**ACTIVITY**
All records below must be retyped exactly.
##############################
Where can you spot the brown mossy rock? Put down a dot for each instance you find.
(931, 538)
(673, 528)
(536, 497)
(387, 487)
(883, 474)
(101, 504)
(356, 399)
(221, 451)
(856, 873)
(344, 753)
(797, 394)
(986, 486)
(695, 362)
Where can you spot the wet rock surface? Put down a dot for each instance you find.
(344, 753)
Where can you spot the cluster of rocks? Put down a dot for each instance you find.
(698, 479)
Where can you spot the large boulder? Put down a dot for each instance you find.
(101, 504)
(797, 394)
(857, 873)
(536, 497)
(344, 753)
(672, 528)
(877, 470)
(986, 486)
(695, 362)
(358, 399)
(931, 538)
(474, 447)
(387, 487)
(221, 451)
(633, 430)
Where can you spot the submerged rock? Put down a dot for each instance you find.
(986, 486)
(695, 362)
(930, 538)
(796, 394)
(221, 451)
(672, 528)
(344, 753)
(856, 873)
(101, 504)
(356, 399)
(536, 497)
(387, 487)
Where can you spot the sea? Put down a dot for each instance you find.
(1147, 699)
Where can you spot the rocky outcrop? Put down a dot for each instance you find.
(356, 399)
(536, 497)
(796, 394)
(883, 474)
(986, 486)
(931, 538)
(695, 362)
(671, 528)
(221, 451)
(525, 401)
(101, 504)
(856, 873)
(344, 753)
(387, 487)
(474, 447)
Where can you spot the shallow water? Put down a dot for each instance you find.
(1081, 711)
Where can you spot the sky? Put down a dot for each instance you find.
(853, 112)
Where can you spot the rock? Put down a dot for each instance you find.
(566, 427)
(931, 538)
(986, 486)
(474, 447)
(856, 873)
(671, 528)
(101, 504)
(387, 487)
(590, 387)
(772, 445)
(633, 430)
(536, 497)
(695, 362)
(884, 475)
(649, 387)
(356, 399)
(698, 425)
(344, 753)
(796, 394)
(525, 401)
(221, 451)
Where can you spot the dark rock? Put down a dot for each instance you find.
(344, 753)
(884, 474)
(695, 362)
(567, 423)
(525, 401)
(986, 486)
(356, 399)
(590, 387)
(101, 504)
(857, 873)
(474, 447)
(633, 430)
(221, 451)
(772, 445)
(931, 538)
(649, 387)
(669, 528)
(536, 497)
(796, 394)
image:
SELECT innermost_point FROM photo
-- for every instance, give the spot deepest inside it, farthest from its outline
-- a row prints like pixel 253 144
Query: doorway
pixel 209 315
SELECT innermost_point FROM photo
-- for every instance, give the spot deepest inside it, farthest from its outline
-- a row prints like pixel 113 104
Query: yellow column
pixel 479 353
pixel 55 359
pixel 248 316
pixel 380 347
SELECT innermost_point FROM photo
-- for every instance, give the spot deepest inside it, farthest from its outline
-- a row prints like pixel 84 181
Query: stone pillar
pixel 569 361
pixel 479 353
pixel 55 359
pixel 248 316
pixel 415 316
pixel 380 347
##############################
**YOUR SOLUTION**
Where can you spot the brown mossy rock? Put down a dot for each instance you find.
(931, 538)
(673, 528)
(536, 497)
(387, 487)
(883, 474)
(101, 504)
(356, 399)
(221, 451)
(856, 873)
(344, 753)
(797, 394)
(986, 486)
(695, 362)
Where can you spot the wet rock surface? Put down a dot for each instance you find.
(344, 753)
Where can you spot the cluster of rocks? Put down a dot for each instance you find.
(698, 479)
Where can you spot the large boulder? Put down a dot for each instance you find.
(101, 504)
(797, 394)
(857, 873)
(536, 497)
(344, 753)
(672, 528)
(877, 470)
(986, 486)
(695, 362)
(358, 399)
(931, 538)
(474, 447)
(387, 487)
(221, 451)
(633, 430)
Where can you spot the submerged rock? Put down a dot for each instance you find.
(986, 486)
(695, 362)
(930, 538)
(796, 394)
(221, 451)
(672, 528)
(344, 753)
(856, 873)
(101, 504)
(356, 399)
(536, 497)
(387, 487)
Where can you spot the sea? Put down a dot for each instance you find.
(1147, 699)
Where can you spot the rocky outcrop? Put down a dot for each instance you find.
(356, 399)
(536, 497)
(796, 394)
(883, 474)
(986, 486)
(931, 538)
(695, 362)
(671, 528)
(221, 451)
(525, 401)
(101, 504)
(856, 873)
(344, 753)
(387, 487)
(474, 447)
Where can you spot the shallow water? Put down a dot for each instance you find.
(1081, 711)
Where can you spot the sky? Put down a dot for each instance you find.
(853, 112)
Where can you spot the rock? Put down a dot for each instance you find.
(566, 427)
(931, 538)
(986, 486)
(474, 447)
(856, 873)
(671, 528)
(101, 504)
(387, 487)
(590, 387)
(772, 445)
(633, 430)
(536, 497)
(695, 362)
(884, 475)
(649, 387)
(356, 399)
(698, 425)
(344, 753)
(796, 394)
(525, 401)
(221, 451)
Where can you spot the dark rock? Put down a dot for each instance you find.
(344, 753)
(884, 474)
(695, 362)
(567, 423)
(525, 401)
(986, 486)
(356, 399)
(590, 387)
(101, 504)
(857, 873)
(474, 447)
(633, 430)
(221, 451)
(772, 445)
(931, 538)
(649, 387)
(669, 528)
(536, 497)
(796, 394)
image:
SELECT innermost_point FROM photo
-- for every instance, give the spot deepest inside it, farthest from its outline
-- a row prints like pixel 253 144
Query: doorway
pixel 209 315
SELECT innermost_point FROM photo
-- for every instance, give the spot deepest inside it, farthest from its outline
-- a row prints like pixel 113 104
Query: yellow column
pixel 479 353
pixel 55 359
pixel 248 316
pixel 380 347
SELECT innermost_point FROM photo
-- for every instance, give the spot deepest inside it, farthest from its outline
-- a row prints like pixel 84 181
Query: stone pillar
pixel 569 361
pixel 479 353
pixel 55 359
pixel 248 316
pixel 415 316
pixel 380 347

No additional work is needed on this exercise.